▸ Exercise data:

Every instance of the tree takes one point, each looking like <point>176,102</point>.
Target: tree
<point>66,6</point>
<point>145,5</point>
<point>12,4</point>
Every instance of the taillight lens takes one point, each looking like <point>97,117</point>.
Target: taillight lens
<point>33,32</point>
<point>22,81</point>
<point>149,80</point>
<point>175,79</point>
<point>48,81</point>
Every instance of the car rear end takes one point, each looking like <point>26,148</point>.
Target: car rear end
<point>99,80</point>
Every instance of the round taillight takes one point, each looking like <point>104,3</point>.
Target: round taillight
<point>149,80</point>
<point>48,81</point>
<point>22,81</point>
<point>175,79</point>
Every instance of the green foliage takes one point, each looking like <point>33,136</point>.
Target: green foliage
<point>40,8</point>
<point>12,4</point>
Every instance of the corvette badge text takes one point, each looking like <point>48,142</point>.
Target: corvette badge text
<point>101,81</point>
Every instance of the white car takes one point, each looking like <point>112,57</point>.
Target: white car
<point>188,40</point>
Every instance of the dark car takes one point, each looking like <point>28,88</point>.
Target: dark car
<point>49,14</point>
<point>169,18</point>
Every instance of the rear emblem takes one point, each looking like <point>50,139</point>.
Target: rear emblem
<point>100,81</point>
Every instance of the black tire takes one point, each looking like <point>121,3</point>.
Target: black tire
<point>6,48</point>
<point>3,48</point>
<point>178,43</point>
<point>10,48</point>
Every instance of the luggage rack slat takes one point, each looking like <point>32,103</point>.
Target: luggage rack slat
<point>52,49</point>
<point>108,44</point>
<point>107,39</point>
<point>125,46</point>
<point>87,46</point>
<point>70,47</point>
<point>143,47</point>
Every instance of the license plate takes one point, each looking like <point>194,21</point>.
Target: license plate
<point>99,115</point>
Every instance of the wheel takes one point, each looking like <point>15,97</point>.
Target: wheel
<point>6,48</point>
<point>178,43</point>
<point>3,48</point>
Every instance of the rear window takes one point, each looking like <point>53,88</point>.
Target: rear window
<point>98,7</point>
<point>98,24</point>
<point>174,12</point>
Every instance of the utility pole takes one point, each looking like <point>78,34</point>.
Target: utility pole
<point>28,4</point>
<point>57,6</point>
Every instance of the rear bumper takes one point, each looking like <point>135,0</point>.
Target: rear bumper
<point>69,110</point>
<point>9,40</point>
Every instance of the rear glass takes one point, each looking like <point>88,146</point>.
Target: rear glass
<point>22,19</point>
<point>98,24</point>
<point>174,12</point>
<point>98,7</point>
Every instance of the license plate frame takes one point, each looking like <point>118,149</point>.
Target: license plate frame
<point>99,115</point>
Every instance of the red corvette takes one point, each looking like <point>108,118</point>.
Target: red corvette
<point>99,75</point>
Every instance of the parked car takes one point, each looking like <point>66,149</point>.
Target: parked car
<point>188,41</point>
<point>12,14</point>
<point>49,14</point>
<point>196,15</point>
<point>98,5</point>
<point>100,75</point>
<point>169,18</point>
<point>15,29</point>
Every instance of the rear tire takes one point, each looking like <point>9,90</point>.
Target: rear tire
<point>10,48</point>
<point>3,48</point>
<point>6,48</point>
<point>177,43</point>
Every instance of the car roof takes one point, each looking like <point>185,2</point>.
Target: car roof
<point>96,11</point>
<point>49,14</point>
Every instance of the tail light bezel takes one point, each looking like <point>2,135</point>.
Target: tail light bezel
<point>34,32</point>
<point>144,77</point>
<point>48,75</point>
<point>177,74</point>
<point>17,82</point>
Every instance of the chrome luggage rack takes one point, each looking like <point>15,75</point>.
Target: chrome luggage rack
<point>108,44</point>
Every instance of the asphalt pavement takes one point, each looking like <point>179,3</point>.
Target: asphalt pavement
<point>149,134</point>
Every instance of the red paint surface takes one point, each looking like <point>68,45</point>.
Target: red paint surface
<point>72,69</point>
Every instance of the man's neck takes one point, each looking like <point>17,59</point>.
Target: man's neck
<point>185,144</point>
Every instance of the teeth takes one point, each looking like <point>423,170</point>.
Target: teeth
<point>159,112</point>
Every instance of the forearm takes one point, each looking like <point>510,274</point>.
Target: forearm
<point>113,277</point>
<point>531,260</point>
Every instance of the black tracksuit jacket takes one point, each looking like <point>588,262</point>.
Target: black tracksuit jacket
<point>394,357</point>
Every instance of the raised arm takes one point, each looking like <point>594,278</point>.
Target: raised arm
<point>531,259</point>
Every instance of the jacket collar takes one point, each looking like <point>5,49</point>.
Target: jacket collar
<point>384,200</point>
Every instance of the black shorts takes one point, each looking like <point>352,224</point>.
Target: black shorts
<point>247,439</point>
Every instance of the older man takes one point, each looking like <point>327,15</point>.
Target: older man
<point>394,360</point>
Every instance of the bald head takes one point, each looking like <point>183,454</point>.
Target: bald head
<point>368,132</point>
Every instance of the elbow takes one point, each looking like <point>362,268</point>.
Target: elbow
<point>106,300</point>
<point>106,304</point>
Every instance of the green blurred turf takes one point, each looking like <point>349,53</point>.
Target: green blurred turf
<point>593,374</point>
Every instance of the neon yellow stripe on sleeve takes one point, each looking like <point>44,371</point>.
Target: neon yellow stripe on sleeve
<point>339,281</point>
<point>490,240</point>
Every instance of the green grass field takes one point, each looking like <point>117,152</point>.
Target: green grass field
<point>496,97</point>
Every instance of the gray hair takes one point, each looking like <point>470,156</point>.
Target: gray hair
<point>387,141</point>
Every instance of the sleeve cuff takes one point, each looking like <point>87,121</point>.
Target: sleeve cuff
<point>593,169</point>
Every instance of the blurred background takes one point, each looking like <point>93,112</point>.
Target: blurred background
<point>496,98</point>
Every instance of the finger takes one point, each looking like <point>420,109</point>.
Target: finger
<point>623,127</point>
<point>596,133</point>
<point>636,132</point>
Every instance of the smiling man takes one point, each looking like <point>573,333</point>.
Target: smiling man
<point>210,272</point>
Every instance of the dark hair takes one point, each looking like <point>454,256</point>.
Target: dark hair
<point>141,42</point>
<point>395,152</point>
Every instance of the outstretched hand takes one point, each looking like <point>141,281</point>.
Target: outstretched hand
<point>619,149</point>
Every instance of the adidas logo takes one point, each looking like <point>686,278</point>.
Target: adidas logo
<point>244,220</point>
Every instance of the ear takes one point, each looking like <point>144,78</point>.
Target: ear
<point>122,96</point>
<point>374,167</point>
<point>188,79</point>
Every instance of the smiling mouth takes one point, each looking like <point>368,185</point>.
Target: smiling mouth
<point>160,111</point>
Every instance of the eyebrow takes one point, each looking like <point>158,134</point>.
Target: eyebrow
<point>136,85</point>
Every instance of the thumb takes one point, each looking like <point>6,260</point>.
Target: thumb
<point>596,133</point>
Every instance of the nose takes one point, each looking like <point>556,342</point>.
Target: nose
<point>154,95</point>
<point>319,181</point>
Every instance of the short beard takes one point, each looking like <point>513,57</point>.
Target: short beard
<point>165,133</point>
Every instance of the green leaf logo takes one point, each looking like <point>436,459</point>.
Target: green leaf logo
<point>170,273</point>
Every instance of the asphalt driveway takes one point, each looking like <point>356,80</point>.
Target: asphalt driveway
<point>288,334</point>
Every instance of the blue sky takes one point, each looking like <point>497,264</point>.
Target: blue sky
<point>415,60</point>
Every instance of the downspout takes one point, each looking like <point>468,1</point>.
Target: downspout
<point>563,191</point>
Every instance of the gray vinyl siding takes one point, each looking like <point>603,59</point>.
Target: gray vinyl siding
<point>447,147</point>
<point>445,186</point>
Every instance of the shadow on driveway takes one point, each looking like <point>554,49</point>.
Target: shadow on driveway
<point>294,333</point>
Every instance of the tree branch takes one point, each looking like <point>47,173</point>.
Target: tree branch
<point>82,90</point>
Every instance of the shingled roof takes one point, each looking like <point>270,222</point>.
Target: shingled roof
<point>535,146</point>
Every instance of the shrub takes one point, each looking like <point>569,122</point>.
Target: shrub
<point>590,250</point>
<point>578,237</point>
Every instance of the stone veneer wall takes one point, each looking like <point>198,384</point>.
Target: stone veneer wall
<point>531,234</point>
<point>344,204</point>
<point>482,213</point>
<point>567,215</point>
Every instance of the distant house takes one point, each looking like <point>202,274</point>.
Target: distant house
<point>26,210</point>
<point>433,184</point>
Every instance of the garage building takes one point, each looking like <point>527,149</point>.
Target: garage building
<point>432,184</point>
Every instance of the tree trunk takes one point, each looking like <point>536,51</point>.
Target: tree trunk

▸ The task:
Starting with the line that contains "Every instance of the gray vinyl" and going on through the last line of the records, lay out each line as a row of a Markdown table with the columns Row and Line, numbering the rows and skipping blank lines.

▸ Task output:
| Row | Line |
|---|---|
| 1 | Every instance of the gray vinyl siding takes one point, each looking like <point>603,59</point>. |
| 2 | Target: gray vinyl siding |
| 3 | <point>447,147</point> |
| 4 | <point>445,186</point> |
| 5 | Every instance of the shadow on driveway takes one point, each looking like <point>554,49</point>. |
| 6 | Target: shadow on driveway |
| 7 | <point>294,333</point> |
| 8 | Every instance of the tree branch takes one point, each looking like <point>47,173</point>. |
| 9 | Target: tree branch |
| 10 | <point>82,90</point> |
| 11 | Every instance of the shingled roof takes one point, each looking like <point>270,222</point>. |
| 12 | Target: shingled roof |
| 13 | <point>535,146</point> |
| 14 | Every instance of the shrub takes one point, each looking like <point>569,122</point>. |
| 15 | Target: shrub |
| 16 | <point>590,250</point> |
| 17 | <point>578,237</point> |
| 18 | Every instance of the stone veneer wall takes one point, each looking like <point>198,384</point>. |
| 19 | Target: stone veneer wall |
| 20 | <point>531,234</point> |
| 21 | <point>344,204</point> |
| 22 | <point>482,213</point> |
| 23 | <point>567,215</point> |
| 24 | Every instance of the distant house takes one point, each looking like <point>202,274</point>. |
| 25 | Target: distant house |
| 26 | <point>26,210</point> |
| 27 | <point>433,184</point> |
| 28 | Every instance of the garage building takes one point, each looking like <point>527,149</point>. |
| 29 | Target: garage building |
| 30 | <point>432,184</point> |
| 31 | Every instance of the tree trunk takes one point, each looking like <point>536,51</point>. |
| 32 | Target: tree trunk |